Re: [3/7, v9] NUMA Hotplug Emulator: Add node hotplug emulation

[Date Prev][Date Next][Thread Prev][Thread Next][Date Index][Thread Index]

 



On Fri, 10 Dec 2010 15:31:22 +0800
shaohui.zheng@xxxxxxxxx wrote:

> From: David Rientjes <rientjes@xxxxxxxxxx>
> 
> Add an interface to allow new nodes to be added when performing memory
> hot-add.  This provides a convenient interface to test memory hotplug
> notifier callbacks and surrounding hotplug code when new nodes are
> onlined without actually having a machine with such hotpluggable SRAT
> entries.
> 
> This adds a new debugfs interface at /sys/kernel/debug/mem_hotplug/add_node
> that behaves in a similar way to the memory hot-add "probe" interface.
> Its format is size@start, where "size" is the size of the new node to be
> added and "start" is the physical address of the new memory.
> 
> The new node id is a currently offline, but possible, node.  The bit must
> be set in node_possible_map so that nr_node_ids is sized appropriately.
> 
> For emulation on x86, for example, it would be possible to set aside
> memory for hotplugged nodes (say, anything above 2G) and to add an
> additional four nodes as being possible on boot with
> 
> 	mem=2G numa=possible=4
> 
> and then creating a new 128M node at runtime:
> 
> 	# echo 128M@0x80000000 > /sys/kernel/debug/mem_hotplug/add_node
> 	On node 1 totalpages: 0
> 	init_memory_mapping: 0000000080000000-0000000088000000
> 	 0080000000 - 0088000000 page 2M
> Once the new node has been added, its memory can be onlined.  If this
> memory represents memory section 16, for example:
> 
> 	# echo online > /sys/devices/system/memory/memory16/state
> 	Built 2 zonelists in Node order, mobility grouping on.  Total pages: 514846
> 	Policy zone: Normal
>  [ The memory section(s) mapped to a particular node are visible via
>    /sys/kernel/debug/mem_hotplug/node1, in this example. ]
> 
> The new node is now hotplugged and ready for testing.
> 
> CC: Haicheng Li <haicheng.li@xxxxxxxxx>
> CC: Greg KH <gregkh@xxxxxxx>
> Signed-off-by: David Rientjes <rientjes@xxxxxxxxxx>
> Signed-off-by: Shaohui Zheng <shaohui.zheng@xxxxxxxxx>
> ---
>  Documentation/memory-hotplug.txt |   24 +++++++++++++++
>  mm/memory_hotplug.c              |   59 ++++++++++++++++++++++++++++++++++++++
>  2 files changed, 83 insertions(+), 0 deletions(-)

**Extracted information:**

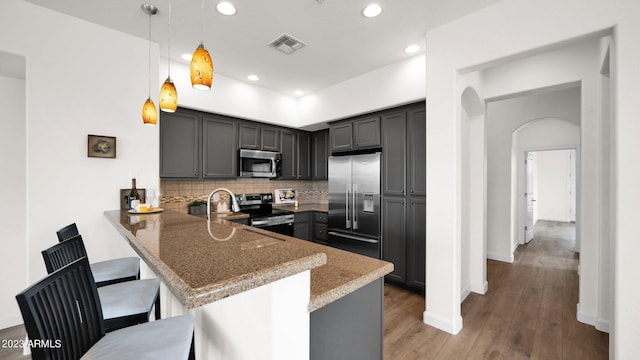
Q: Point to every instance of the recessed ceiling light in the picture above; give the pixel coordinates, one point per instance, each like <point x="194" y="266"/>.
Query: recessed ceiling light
<point x="372" y="10"/>
<point x="412" y="49"/>
<point x="226" y="8"/>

**Work to complete:**
A - Please copy the records word for word, leaving out the pictures.
B - Write the next part of the NUMA hotplug emulator post, picking up after its last line.
The records and the NUMA hotplug emulator post are unrelated to each other.

**Answers provided:**
A -
Q: Point to every instance of the recessed ceiling light in the picture above; give the pixel coordinates, one point per instance, each like <point x="194" y="266"/>.
Query: recessed ceiling light
<point x="372" y="10"/>
<point x="412" y="49"/>
<point x="226" y="8"/>

B -
> Index: linux-hpe4/Documentation/memory-hotplug.txt
> ===================================================================
> --- linux-hpe4.orig/Documentation/memory-hotplug.txt	2010-11-30 12:40:43.527622001 +0800
> +++ linux-hpe4/Documentation/memory-hotplug.txt	2010-11-30 14:11:11.827622000 +0800
> @@ -18,6 +18,7 @@
>  4. Physical memory hot-add phase
>    4.1 Hardware(Firmware) Support
>    4.2 Notify memory hot-add event by hand
> +  4.3 Node hotplug emulation
>  5. Logical Memory hot-add phase
>    5.1. State of memory
>    5.2. How to online memory
> @@ -215,6 +216,29 @@
>  Please see "How to online memory" in this text.
>  
>  
> +4.3 Node hotplug emulation
> +------------
> +With debugfs, it is possible to test node hotplug by assigning the newly
> +added memory to a new node id when using a different interface with a similar
> +behavior to "probe" described in section 4.2.  If a node id is possible
> +(there are bits in /sys/devices/system/memory/possible that are not online),
> +then it may be used to emulate a newly added node as the result of memory
> +hotplug by using the debugfs "add_node" interface.
> +
> +The add_node interface is located at "mem_hotplug/add_node" at the debugfs
> +mount point.
> +
> +You can create a new node of a specified size starting at the physical
> +address of new memory by
> +
> +% echo size@start_address_of_new_memory > /sys/kernel/debug/mem_hotplug/add_node
> +
> +Where "size" can be represented in megabytes or gigabytes (for example,
> +"128M" or "1G").  The minumum size is that of a memory section.
> +
> +Once the new node has been added, it is possible to online the memory by
> +toggling the "state" of its memory section(s) as described in section 5.1.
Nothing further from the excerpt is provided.